— begin —

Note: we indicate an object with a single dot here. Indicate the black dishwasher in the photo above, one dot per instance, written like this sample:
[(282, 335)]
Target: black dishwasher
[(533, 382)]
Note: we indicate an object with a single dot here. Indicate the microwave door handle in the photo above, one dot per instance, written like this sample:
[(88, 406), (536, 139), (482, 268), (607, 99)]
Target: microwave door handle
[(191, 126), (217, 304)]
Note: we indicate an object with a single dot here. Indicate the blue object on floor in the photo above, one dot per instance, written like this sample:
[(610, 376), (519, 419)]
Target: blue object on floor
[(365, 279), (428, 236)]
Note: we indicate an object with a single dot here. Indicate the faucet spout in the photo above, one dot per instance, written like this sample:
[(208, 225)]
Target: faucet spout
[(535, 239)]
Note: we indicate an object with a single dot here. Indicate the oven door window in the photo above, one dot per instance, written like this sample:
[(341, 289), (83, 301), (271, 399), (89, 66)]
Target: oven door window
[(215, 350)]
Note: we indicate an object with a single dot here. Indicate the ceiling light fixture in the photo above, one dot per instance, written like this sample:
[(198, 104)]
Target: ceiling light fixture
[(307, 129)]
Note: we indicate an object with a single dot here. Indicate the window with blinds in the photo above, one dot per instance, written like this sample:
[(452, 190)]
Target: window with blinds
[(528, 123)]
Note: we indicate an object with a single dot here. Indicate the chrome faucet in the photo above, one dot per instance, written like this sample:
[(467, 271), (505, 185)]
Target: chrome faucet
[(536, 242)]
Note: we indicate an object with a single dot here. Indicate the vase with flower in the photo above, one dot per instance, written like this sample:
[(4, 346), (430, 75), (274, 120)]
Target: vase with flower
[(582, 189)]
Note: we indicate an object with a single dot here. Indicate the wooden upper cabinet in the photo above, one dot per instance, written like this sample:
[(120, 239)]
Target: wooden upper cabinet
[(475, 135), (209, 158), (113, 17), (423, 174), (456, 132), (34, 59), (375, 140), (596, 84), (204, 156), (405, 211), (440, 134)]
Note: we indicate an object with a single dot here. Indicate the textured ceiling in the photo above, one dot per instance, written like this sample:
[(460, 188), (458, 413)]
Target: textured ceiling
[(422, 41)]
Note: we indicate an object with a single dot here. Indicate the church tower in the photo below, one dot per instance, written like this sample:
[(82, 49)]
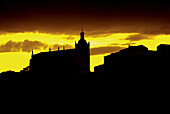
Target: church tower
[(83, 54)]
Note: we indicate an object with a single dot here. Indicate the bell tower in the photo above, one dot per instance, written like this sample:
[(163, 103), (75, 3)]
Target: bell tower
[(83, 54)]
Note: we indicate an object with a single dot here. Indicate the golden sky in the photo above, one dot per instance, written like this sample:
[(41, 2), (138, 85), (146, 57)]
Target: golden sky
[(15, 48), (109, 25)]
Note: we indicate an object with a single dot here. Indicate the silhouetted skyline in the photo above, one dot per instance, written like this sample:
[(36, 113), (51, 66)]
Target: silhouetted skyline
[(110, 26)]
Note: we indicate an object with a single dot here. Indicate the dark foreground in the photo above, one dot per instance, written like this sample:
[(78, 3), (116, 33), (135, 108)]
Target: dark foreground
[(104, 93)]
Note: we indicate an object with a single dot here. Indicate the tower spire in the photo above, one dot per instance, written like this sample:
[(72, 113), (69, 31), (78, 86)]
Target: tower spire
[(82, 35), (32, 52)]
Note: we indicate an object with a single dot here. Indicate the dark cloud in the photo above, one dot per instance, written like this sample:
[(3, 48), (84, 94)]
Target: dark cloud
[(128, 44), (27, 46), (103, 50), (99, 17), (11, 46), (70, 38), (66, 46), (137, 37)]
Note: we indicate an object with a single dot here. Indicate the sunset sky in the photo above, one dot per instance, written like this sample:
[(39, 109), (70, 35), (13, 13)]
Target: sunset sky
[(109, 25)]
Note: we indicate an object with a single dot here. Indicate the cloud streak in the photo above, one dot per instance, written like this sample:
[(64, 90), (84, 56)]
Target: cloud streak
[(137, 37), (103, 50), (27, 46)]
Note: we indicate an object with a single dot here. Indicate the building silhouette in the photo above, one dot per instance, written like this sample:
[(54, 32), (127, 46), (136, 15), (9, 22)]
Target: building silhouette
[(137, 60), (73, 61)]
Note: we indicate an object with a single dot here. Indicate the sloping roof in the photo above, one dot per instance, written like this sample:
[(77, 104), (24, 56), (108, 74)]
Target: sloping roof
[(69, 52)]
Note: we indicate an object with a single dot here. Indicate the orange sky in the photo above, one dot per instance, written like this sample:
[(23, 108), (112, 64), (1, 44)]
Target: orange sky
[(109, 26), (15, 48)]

— end —

* DO THIS
Rewrite the material starting with the line containing "Indicate the wooden" and going on through the line containing "211), (440, 134)]", keeping the requests. Increase every coordinate in the answer points by 111, and leave the sample coordinates in the requests unchanged.

* SOLUTION FOR THIS TASK
Note: we indicate an object with a single dot here. Indicate the wooden upper cabinet in the photo above, one dot per instance, written like this sample:
[(120, 239)]
Target: wooden upper cabinet
[(586, 246), (320, 269), (224, 128), (534, 285), (567, 243), (145, 170), (486, 251), (707, 195), (315, 267), (516, 322), (551, 245)]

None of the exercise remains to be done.